◆ To be done: Render the lines of the records from the one containing "Practice. Annotate every" through the one containing "x=701 y=383", inclusive, as a Markdown table with the columns Row and Line, omitting blank lines. Leave the pictures out of the answer.

◆ Given records:
:::::
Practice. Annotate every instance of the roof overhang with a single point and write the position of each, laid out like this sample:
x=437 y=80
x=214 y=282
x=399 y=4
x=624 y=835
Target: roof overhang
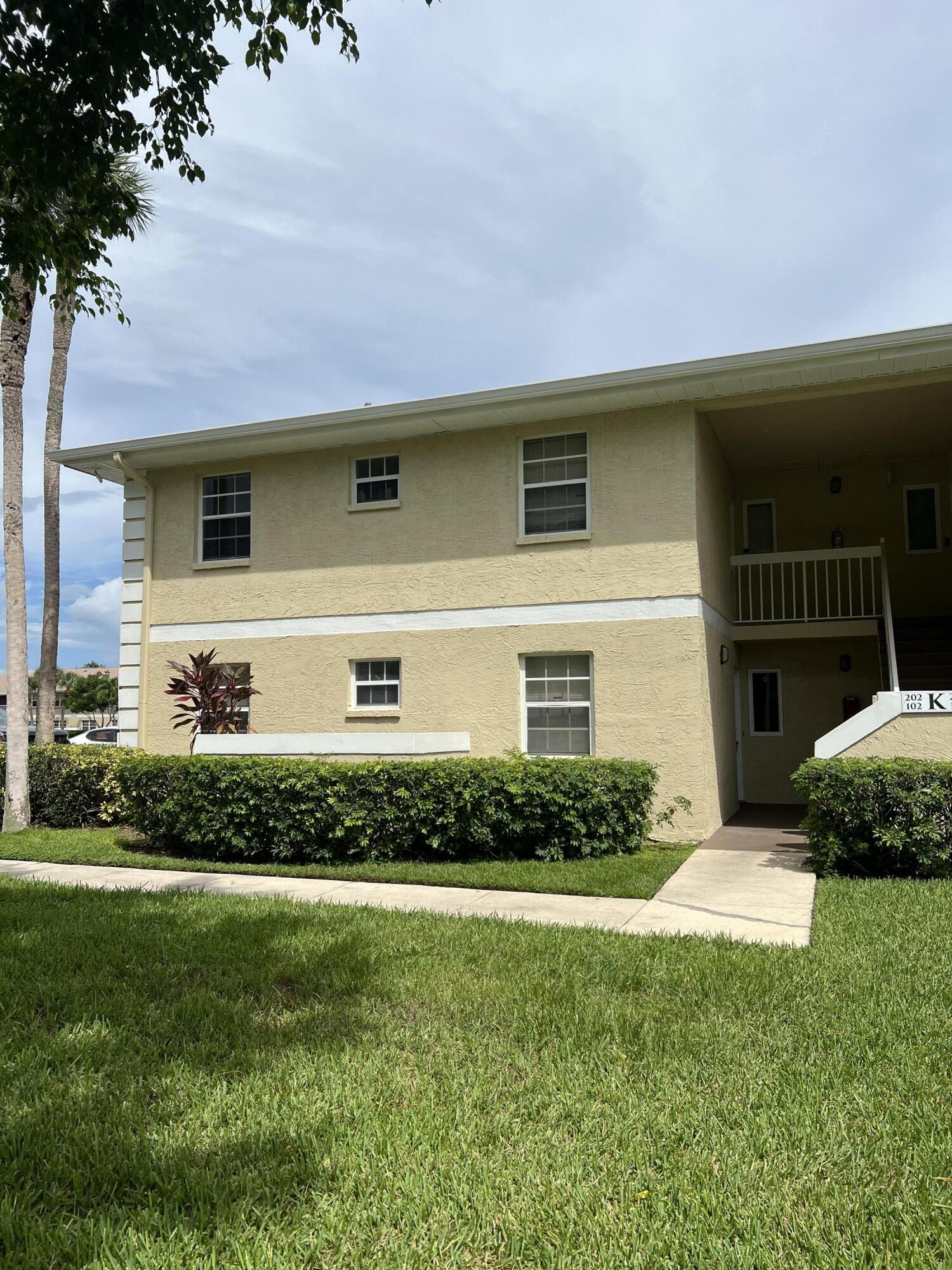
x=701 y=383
:::::
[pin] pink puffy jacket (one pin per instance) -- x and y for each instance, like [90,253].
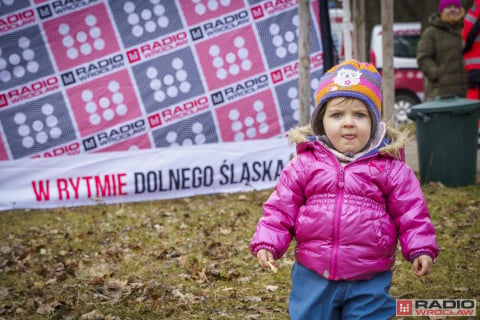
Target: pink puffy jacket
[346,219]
:::::
◆ Full solution:
| Row | Line |
|---|---|
| 1 | Practice. Annotate every instance of the roof overhang with a single point and write the position of each, laid out like this sample: |
| 2 | x=437 y=80 |
| 3 | x=214 y=282 |
| 4 | x=399 y=4 |
| 5 | x=624 y=835 |
| 6 | Target: roof overhang |
| 7 | x=701 y=383 |